(Excerpts of pointing data)
......

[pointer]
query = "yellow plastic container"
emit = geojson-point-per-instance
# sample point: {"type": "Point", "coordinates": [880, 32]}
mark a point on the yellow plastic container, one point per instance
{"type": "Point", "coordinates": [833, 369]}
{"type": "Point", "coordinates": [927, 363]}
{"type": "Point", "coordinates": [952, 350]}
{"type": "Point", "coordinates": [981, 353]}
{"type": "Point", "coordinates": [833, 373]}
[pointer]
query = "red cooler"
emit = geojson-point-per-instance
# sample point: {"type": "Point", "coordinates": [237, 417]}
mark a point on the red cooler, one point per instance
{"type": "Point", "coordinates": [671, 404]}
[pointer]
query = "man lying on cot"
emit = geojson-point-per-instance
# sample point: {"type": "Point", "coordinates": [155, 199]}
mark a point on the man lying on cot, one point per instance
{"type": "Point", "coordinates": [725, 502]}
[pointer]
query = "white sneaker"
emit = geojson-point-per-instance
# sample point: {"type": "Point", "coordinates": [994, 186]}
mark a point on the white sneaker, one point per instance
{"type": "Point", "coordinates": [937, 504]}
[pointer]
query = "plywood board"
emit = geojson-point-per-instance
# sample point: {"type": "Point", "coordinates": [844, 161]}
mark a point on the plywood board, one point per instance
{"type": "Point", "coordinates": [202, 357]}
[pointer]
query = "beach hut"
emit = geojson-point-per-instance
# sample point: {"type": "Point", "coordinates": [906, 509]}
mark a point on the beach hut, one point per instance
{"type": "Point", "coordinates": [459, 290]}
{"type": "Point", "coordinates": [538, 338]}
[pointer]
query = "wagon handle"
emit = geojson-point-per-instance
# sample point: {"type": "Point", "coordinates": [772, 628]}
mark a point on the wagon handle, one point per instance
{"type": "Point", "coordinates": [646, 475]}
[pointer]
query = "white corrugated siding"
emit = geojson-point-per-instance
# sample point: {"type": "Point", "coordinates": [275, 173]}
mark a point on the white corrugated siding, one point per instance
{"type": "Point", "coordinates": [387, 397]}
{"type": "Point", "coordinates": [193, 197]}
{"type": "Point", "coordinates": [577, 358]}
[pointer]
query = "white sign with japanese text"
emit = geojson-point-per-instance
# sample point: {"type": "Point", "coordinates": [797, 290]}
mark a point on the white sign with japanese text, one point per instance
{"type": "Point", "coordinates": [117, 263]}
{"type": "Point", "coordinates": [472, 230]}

......

Copy the material above verbatim.

[pointer]
query = "yellow plastic container"
emit = geojson-point-per-instance
# sample point: {"type": "Point", "coordinates": [880, 32]}
mark a point on the yellow plastic container, one point per instance
{"type": "Point", "coordinates": [833, 369]}
{"type": "Point", "coordinates": [927, 363]}
{"type": "Point", "coordinates": [952, 350]}
{"type": "Point", "coordinates": [981, 353]}
{"type": "Point", "coordinates": [833, 373]}
[pointer]
query = "red cooler"
emit = geojson-point-per-instance
# sample point: {"type": "Point", "coordinates": [237, 417]}
mark a point on the red cooler, one point per instance
{"type": "Point", "coordinates": [671, 404]}
[pointer]
query = "man lying on cot"
emit = geojson-point-per-instance
# sample point: {"type": "Point", "coordinates": [155, 199]}
mark a point on the man lying on cot, one point per instance
{"type": "Point", "coordinates": [725, 502]}
[pointer]
query = "white sneaker"
emit = geojson-point-per-instance
# sample point: {"type": "Point", "coordinates": [994, 186]}
mark a point on the white sneaker, one point per instance
{"type": "Point", "coordinates": [937, 504]}
[pointer]
query = "plywood board"
emit = geojson-point-per-instance
# sample point: {"type": "Point", "coordinates": [844, 161]}
mark a point on the plywood board, one point per instance
{"type": "Point", "coordinates": [202, 357]}
[pointer]
query = "beach hut"
emit = geojson-point-per-instance
# sample point: {"type": "Point", "coordinates": [906, 509]}
mark a point on the beach hut, one point per instance
{"type": "Point", "coordinates": [459, 290]}
{"type": "Point", "coordinates": [538, 338]}
[pointer]
query = "wagon handle"
emit = geojson-point-per-instance
# sample point: {"type": "Point", "coordinates": [772, 628]}
mark a point on the wagon handle, one point per instance
{"type": "Point", "coordinates": [646, 475]}
[pointer]
query = "white corrugated siding"
emit = geojson-point-per-instance
# sample point: {"type": "Point", "coordinates": [275, 173]}
mark a point on the white corrugated siding, one point per instance
{"type": "Point", "coordinates": [387, 397]}
{"type": "Point", "coordinates": [193, 197]}
{"type": "Point", "coordinates": [577, 358]}
[pointer]
query = "white sign with japanese text"
emit = geojson-point-per-instance
# sample point: {"type": "Point", "coordinates": [797, 290]}
mark a point on the white sign with japanese text, one point per instance
{"type": "Point", "coordinates": [117, 263]}
{"type": "Point", "coordinates": [472, 230]}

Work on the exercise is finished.